Trecho do documento —

▶

Fonte: JB, Pais, p.A1 e A3



Lula sabia do risco da tragédia
Prefeita de Espigão D'Oeste guarda cópias dos ofícios que enviou ao presidente e a Dirceu avisando sobre a iminência do conflito

Hugo Marques

Desde que assumiu o cargo de prefeita de Espigão D'Oeste, em Rondônia, em janeiro de 2001, Lúcia Teresa Rodrigues dos Santos (PTB), de 58 anos, não parou de enviar mensagens a várias autoridades de Brasília, alertando para os conflitos entre índios cintas-largas e garimpeiros dentro da Reserva Roosevelt. Ela guarda cópias de ofícios enviados ao chefe da Casa Civil, ministro José Dirceu, e ao presidente Luiz Inácio Lula da Silva.
- Em outubro já sabia que ia haver conflito na reserva. Enviei várias mensagens a Brasília e nunca tive resposta - reclama a prefeita.

◀

Tarefas —
**a.** Transcreva do trecho do documento a parte entre "Fonte: JB, Pais, p.A1" e "reclama a prefeita.", inclusive, sem alterar nenhuma palavra.
**b.** Segundo o trecho do documento, em que mês a prefeita de Espigão D'Oeste afirma que já sabia que haveria conflito na reserva?

Entradas listadas —
▶

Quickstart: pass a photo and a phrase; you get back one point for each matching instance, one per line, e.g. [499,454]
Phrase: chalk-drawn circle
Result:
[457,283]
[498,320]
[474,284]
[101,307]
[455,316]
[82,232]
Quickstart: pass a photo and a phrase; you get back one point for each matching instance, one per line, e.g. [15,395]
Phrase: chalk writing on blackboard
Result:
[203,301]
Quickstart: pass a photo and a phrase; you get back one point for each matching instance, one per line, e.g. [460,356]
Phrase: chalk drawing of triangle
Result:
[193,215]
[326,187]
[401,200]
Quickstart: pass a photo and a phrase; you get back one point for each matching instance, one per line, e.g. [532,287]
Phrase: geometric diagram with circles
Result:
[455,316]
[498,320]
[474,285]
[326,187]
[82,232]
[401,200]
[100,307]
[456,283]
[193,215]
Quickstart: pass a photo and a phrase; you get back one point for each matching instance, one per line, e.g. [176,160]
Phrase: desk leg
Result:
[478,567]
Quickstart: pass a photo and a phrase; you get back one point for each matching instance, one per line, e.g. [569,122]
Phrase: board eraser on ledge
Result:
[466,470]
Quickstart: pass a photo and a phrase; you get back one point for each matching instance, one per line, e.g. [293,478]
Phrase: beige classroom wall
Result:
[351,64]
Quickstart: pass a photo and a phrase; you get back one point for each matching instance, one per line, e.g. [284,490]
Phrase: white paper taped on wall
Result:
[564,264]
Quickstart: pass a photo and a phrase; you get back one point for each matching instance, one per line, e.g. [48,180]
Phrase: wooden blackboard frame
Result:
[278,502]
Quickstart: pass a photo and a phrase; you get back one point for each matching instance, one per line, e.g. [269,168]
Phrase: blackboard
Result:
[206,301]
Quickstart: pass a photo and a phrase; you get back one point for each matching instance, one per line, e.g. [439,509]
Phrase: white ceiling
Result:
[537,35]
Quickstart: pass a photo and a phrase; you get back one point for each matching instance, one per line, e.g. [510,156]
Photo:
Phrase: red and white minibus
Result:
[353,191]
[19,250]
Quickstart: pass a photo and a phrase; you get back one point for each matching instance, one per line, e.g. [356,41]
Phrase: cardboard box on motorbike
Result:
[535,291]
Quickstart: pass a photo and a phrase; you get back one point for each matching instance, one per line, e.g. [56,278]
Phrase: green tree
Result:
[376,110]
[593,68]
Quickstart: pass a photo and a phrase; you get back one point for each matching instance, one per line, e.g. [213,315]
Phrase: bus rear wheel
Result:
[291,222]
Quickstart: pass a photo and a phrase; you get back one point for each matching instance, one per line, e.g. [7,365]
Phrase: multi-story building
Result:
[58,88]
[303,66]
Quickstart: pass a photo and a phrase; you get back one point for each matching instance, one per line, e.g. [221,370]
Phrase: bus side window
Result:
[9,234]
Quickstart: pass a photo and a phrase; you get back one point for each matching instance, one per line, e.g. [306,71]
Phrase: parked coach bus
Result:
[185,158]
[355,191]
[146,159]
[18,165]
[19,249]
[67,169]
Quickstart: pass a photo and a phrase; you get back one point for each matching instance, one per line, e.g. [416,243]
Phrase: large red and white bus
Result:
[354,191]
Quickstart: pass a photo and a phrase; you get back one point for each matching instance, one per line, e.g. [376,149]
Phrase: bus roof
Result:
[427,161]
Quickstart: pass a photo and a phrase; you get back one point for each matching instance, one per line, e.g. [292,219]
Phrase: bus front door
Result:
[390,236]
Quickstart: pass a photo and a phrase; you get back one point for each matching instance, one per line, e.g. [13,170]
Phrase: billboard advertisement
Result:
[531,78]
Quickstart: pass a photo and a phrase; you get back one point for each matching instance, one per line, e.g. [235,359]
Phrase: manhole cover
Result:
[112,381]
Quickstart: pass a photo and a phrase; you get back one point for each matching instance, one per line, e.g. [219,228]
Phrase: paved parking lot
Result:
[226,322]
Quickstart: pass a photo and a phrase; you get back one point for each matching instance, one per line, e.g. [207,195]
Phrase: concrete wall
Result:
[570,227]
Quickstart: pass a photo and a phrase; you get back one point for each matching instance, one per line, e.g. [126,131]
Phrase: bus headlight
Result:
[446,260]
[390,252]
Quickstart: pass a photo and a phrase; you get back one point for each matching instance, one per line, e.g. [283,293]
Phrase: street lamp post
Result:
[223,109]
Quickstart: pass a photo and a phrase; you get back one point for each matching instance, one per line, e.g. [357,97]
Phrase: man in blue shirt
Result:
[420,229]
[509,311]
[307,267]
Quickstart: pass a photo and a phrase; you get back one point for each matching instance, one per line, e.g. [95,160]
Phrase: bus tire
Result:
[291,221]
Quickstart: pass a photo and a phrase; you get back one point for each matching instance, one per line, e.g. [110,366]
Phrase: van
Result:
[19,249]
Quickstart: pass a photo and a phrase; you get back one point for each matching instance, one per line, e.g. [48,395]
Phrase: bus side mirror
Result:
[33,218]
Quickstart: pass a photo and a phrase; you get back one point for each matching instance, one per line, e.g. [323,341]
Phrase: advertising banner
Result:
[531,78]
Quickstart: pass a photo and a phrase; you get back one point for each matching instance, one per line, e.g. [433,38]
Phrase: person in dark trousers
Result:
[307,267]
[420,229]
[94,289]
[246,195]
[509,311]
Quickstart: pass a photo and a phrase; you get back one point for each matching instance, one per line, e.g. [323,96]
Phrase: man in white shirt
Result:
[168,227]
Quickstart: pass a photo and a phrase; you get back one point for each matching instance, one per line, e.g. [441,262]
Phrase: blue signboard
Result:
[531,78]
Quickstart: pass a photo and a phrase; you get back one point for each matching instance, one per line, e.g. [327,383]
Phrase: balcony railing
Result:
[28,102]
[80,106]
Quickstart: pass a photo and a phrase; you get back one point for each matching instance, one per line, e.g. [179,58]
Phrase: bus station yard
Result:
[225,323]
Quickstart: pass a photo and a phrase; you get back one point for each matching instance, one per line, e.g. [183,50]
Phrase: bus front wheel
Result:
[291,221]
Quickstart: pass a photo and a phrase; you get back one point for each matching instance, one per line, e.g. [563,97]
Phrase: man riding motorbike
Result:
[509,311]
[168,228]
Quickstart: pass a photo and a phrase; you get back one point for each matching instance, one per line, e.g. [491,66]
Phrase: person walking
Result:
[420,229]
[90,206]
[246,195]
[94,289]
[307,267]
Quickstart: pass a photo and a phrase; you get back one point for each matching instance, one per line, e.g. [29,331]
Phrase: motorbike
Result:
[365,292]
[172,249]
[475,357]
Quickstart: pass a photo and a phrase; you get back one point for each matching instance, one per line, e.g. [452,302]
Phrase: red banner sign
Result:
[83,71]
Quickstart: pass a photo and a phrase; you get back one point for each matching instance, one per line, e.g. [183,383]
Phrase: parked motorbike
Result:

◀

Respostas por tarefa —
**a.**
Fonte: JB, Pais, p.A1 e A3



Lula sabia do risco da tragédia
Prefeita de Espigão D'Oeste guarda cópias dos ofícios que enviou ao presidente e a Dirceu avisando sobre a iminência do conflito

Hugo Marques

Desde que assumiu o cargo de prefeita de Espigão D'Oeste, em Rondônia, em janeiro de 2001, Lúcia Teresa Rodrigues dos Santos (PTB), de 58 anos, não parou de enviar mensagens a várias autoridades de Brasília, alertando para os conflitos entre índios cintas-largas e garimpeiros dentro da Reserva Roosevelt. Ela guarda cópias de ofícios enviados ao chefe da Casa Civil, ministro José Dirceu, e ao presidente Luiz Inácio Lula da Silva.
- Em outubro já sabia que ia haver conflito na reserva. Enviei várias mensagens a Brasília e nunca tive resposta - reclama a prefeita.

**b.** Em outubro.